What needs to be done: Find the string "hair" in the data, then copy every line where it is found.

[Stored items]
+++++
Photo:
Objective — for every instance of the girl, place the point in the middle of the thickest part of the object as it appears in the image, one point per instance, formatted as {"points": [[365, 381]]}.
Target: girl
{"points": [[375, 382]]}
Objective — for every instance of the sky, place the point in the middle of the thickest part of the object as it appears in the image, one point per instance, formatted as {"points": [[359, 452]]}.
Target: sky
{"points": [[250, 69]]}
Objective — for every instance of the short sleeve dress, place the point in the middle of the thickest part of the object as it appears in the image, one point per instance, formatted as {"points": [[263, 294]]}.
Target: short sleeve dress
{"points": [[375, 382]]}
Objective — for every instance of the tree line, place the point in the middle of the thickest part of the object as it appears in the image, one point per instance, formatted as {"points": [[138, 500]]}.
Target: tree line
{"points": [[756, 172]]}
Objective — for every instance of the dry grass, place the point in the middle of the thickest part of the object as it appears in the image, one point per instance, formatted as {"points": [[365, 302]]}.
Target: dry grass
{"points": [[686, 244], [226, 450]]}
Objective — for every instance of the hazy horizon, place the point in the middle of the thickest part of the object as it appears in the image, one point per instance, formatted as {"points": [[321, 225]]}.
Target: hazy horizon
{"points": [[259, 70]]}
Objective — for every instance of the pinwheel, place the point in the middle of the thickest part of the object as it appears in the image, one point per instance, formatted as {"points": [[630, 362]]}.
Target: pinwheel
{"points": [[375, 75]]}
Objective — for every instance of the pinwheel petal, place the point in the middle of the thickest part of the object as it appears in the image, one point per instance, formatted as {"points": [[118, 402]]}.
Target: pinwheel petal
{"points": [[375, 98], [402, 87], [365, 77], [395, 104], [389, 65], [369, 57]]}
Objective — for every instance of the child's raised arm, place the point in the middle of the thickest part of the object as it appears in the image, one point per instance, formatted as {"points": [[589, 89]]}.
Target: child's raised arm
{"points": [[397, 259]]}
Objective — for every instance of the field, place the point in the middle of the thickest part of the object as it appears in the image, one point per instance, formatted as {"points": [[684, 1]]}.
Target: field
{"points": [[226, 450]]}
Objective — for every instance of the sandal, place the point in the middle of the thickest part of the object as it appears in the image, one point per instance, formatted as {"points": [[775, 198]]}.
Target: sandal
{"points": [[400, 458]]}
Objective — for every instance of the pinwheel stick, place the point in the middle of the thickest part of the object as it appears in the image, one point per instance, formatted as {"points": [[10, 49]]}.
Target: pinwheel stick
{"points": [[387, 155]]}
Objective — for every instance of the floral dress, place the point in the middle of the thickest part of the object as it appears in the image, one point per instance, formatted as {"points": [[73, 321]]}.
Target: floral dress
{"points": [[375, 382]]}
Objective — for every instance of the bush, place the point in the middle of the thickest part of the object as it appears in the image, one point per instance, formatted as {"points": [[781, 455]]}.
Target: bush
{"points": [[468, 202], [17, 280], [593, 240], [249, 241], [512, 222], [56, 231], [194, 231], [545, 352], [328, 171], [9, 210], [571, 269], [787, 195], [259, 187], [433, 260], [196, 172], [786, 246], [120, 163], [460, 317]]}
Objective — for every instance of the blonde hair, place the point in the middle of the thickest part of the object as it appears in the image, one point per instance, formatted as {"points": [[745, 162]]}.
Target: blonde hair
+++++
Your response:
Objective — for every instance of the blonde hair, place the point in the middle of the thickest part of the object as it appears in the image, one point per instance, formatted as {"points": [[745, 162]]}.
Target: blonde hair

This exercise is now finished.